━━━━━ EXCERPT ━━━━━


— You mean, the potential of VR-technologies is huge?
— The use of such technologies opens up a new huge prospective for sports and related fields (for example, recreational medicine). Unfortunately, we face skepticism. Believe me, I didn’t believe in it all from the first time – just like all normal people until I trained life on a real arena feeling like a squeezed lemon competing up against top airsoft players.  I’m in a good physical shape but it is so physically demanding. That is, we are really dealing with a combination of virtual and real world. It is very promising. Besides, technologies keep developing and improving.  For now, players hold in their hands manipulators (during the competitions held at the Russian State University of Physical Culture, Sports Youth and Tourism), but then a copy of real airsoft weapon with sensors inside is already in the making.

— Why VR-airsoft is really cool?

— It is exciting to learn how to communicate using VR. It is a team game, not an individual one. People seek to win together; the result depends on each of them. Why do we take up sports? The main motivation in sports is the desire to win. It is all about ambitions and vanity – in positive terms. Besides here you do something together with your friends, you are learning how to evaluate the situation, to inform whether the adversary is to your right or to your left. These things happen in a moment. And when a team participate in active exchange and joint actions it can rally people together, because friendships can form when we overcome challenges together. Especially in sports. Strange though it may seem, this thing has a very positive impact on the emotional portrait of the players and make them achieve a goal together.

— Students are trying their hand at modern military-tactical double-event – the videogame CS:GO plus airsoft VR. Have you tried personally such a game as the guys did today- i.e. first playing with the game console and then wearing glasses?

— Yes.

— How easy or how hard is it to switch from one discipline to the other?

━━━━━ INFORMATION ━━━━━

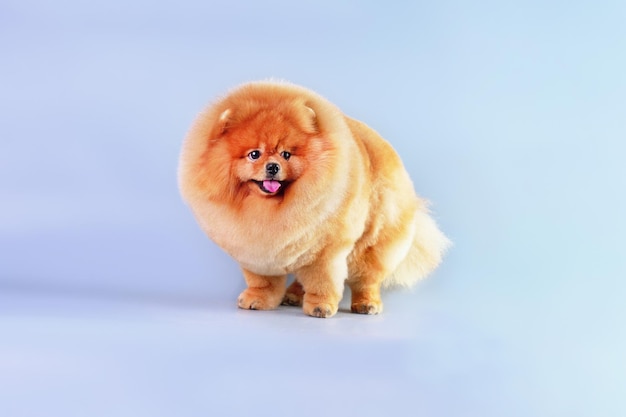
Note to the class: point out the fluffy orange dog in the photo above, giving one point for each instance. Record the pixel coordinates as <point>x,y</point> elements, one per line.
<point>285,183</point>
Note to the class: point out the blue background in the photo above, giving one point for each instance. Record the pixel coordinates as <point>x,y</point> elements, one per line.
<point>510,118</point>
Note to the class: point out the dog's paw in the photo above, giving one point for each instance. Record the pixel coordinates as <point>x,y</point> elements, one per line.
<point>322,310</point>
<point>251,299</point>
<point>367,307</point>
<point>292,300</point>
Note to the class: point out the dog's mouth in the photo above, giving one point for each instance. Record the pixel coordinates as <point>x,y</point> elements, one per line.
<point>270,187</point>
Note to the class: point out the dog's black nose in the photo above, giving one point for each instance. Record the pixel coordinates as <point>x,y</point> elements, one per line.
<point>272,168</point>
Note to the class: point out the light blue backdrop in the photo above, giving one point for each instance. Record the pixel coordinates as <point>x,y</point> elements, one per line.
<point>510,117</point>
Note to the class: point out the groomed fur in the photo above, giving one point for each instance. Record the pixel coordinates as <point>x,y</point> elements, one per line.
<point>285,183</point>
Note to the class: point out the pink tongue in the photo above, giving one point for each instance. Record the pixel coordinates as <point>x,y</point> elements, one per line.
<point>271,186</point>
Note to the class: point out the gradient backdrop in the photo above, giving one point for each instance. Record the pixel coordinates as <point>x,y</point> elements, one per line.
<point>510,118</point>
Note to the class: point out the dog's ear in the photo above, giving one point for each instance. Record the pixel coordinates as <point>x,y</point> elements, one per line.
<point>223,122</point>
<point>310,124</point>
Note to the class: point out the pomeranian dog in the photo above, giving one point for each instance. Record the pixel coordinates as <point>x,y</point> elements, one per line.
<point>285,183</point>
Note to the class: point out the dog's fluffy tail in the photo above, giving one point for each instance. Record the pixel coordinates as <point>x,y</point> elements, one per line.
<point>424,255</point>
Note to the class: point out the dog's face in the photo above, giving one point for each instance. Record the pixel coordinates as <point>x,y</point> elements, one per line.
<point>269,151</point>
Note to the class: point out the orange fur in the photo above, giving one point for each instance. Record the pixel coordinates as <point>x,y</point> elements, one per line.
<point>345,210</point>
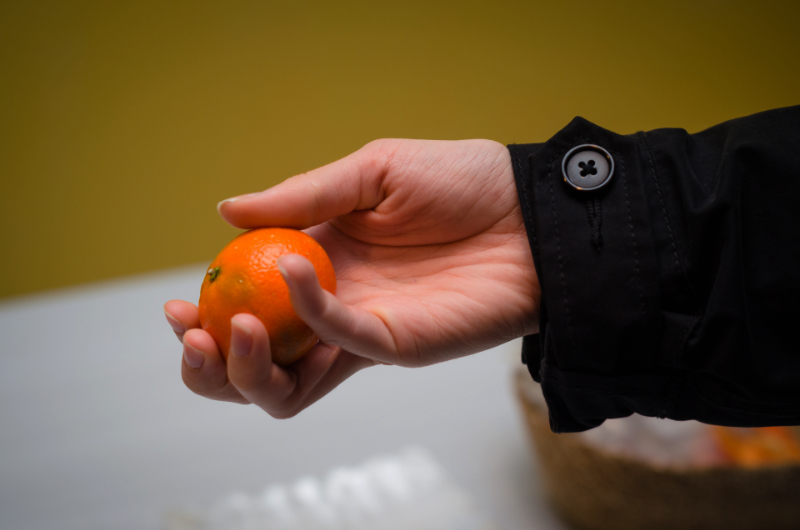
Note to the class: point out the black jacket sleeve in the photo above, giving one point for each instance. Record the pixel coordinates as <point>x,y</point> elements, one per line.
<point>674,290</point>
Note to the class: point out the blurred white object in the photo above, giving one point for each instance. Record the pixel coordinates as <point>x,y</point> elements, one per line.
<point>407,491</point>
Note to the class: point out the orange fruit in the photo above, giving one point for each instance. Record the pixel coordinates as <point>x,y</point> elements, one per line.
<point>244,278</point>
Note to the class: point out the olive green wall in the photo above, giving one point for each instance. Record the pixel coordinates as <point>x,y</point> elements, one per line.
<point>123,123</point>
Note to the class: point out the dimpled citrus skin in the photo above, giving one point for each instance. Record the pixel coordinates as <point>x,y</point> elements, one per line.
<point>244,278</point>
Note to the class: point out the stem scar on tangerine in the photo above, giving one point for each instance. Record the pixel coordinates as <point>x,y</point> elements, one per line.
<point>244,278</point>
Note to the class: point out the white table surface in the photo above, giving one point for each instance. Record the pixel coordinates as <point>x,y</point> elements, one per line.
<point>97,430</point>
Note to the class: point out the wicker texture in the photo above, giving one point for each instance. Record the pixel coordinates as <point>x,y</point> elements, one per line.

━━━━━

__DIRECTIONS__
Please copy out the entire VR airsoft interview word for word. The records have nothing to do with the VR airsoft interview.

__RESPONSE TO THE EXERCISE__

— You mean, the potential of VR-technologies is huge?
— The use of such technologies opens up a new huge prospective for sports and related fields (for example, recreational medicine). Unfortunately, we face skepticism. Believe me, I didn’t believe in it all from the first time – just like all normal people until I trained life on a real arena feeling like a squeezed lemon competing up against top airsoft players.  I’m in a good physical shape but it is so physically demanding. That is, we are really dealing with a combination of virtual and real world. It is very promising. Besides, technologies keep developing and improving.  For now, players hold in their hands manipulators (during the competitions held at the Russian State University of Physical Culture, Sports Youth and Tourism), but then a copy of real airsoft weapon with sensors inside is already in the making.

— Why VR-airsoft is really cool?

— It is exciting to learn how to communicate using VR. It is a team game, not an individual one. People seek to win together; the result depends on each of them. Why do we take up sports? The main motivation in sports is the desire to win. It is all about ambitions and vanity – in positive terms. Besides here you do something together with your friends, you are learning how to evaluate the situation, to inform whether the adversary is to your right or to your left. These things happen in a moment. And when a team participate in active exchange and joint actions it can rally people together, because friendships can form when we overcome challenges together. Especially in sports. Strange though it may seem, this thing has a very positive impact on the emotional portrait of the players and make them achieve a goal together.

— Students are trying their hand at modern military-tactical double-event – the videogame CS:GO plus airsoft VR. Have you tried personally such a game as the guys did today- i.e. first playing with the game console and then wearing glasses?

— Yes.

— How easy or how hard is it to switch from one discipline to the other?